» **Exercise**
Within the listing below, please show every line carrying the string "shirt".
--- Data records Enclosed Below ---
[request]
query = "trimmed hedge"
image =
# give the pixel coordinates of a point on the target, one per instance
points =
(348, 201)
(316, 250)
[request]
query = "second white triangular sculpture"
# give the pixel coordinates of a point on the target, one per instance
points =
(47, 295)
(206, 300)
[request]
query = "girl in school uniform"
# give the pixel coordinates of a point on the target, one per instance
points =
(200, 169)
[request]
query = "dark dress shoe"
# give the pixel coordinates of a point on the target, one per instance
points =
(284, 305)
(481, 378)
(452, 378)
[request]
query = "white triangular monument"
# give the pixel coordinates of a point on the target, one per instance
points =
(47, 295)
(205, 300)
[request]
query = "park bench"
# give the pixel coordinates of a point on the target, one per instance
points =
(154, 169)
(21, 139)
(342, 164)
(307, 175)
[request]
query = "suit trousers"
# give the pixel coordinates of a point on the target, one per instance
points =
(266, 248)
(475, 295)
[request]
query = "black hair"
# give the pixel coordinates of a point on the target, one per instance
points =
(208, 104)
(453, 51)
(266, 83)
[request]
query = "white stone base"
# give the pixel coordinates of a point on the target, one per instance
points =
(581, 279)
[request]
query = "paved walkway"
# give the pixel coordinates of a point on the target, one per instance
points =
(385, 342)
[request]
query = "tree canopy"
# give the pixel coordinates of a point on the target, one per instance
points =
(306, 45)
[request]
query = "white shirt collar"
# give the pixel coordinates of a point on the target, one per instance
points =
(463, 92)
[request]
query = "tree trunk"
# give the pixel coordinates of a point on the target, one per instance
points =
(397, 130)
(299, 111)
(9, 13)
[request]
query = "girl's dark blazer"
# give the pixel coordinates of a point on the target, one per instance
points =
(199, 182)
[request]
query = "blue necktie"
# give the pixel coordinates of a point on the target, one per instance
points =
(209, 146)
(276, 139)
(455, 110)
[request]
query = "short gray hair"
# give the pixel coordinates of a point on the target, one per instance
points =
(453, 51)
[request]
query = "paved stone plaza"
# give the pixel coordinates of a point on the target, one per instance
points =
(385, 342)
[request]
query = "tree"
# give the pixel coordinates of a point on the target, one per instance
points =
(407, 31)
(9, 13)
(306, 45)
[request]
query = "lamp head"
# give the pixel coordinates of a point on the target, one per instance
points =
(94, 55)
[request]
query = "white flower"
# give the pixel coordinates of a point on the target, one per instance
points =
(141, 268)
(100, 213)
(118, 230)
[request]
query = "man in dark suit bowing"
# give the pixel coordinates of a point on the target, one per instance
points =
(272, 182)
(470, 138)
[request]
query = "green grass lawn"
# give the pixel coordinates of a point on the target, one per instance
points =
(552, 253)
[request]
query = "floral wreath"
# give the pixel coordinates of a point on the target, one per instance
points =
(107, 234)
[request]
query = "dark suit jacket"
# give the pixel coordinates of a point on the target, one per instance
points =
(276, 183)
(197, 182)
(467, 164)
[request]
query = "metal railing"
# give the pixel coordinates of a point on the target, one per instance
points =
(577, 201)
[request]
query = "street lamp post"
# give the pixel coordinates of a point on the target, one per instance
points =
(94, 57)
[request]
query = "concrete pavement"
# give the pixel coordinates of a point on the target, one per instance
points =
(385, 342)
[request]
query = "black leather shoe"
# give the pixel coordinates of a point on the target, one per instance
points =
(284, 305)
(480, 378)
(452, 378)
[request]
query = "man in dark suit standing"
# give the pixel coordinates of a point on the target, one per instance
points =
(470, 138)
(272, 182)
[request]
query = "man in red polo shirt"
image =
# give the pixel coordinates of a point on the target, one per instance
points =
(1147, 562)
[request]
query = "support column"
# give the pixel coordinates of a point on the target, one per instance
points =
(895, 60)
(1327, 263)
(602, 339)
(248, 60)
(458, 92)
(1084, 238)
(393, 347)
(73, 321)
--- End of Enclosed Data records ---
» **Result of this exercise**
query = "white shirt collar"
query = "man in red polo shirt"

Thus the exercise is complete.